_Record excerpts:_
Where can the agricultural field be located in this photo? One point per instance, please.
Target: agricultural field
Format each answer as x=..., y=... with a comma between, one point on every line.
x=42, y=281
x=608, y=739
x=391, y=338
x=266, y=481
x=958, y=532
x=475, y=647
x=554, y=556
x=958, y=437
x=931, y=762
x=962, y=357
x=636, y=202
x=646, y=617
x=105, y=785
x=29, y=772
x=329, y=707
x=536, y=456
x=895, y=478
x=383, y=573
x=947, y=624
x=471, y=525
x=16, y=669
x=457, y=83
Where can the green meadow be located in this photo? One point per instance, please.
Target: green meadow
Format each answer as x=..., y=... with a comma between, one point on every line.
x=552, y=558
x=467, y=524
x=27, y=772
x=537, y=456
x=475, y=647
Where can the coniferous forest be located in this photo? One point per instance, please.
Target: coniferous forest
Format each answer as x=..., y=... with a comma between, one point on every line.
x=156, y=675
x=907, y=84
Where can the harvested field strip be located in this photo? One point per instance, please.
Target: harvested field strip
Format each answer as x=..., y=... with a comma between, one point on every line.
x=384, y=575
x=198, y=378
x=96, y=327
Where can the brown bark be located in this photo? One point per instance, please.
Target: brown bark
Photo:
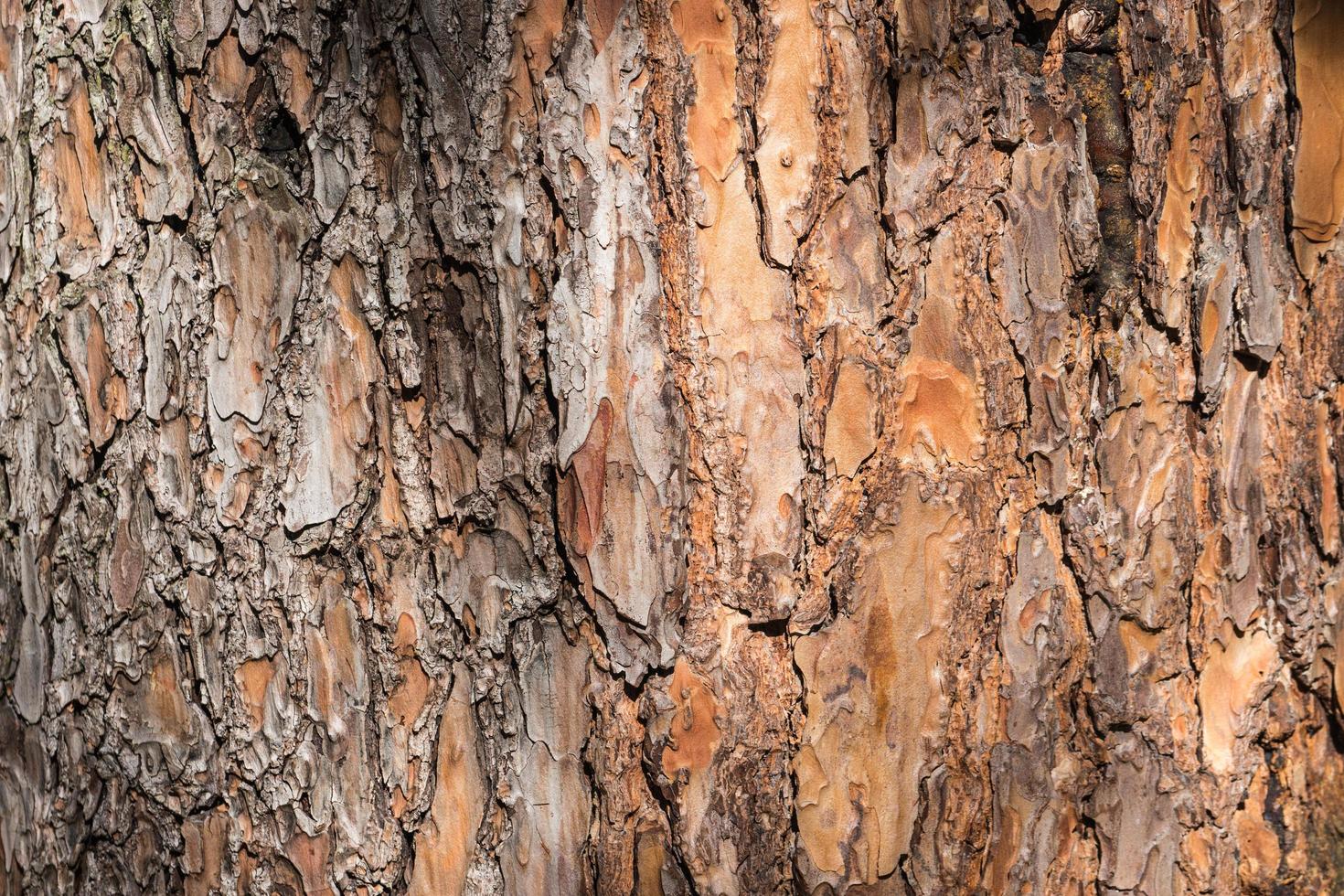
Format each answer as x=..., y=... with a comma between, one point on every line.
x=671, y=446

* * *

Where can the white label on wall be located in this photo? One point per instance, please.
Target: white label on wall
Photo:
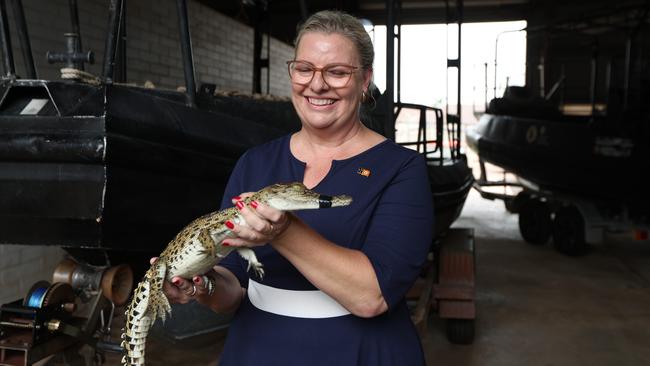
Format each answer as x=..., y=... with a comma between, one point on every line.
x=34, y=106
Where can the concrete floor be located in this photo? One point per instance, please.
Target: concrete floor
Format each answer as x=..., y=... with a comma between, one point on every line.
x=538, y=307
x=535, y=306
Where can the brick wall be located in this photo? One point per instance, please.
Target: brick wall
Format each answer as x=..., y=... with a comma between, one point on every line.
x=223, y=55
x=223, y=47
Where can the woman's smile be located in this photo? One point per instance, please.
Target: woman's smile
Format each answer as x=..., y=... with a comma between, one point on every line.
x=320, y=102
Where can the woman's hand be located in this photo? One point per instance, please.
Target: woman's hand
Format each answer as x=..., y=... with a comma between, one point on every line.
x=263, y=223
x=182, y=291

_What is being asked:_ Please give back exactly the lines of this listing beginning at the line with "Where can the agricultural" and ending with the line with "Target: green meadow", both included, and nothing else.

_Reply:_
Where can the agricultural field be located in this photo? One point per instance, please.
Target: agricultural field
Format each answer as x=..., y=... with a comma between, one point on every line.
x=42, y=281
x=608, y=739
x=391, y=338
x=266, y=481
x=958, y=532
x=475, y=647
x=554, y=556
x=958, y=437
x=931, y=762
x=962, y=357
x=636, y=202
x=646, y=617
x=105, y=785
x=29, y=772
x=329, y=707
x=536, y=456
x=895, y=478
x=383, y=573
x=947, y=624
x=471, y=525
x=16, y=669
x=457, y=83
Where can the green meadow be located in this photo? One point per instance, please.
Target: green meadow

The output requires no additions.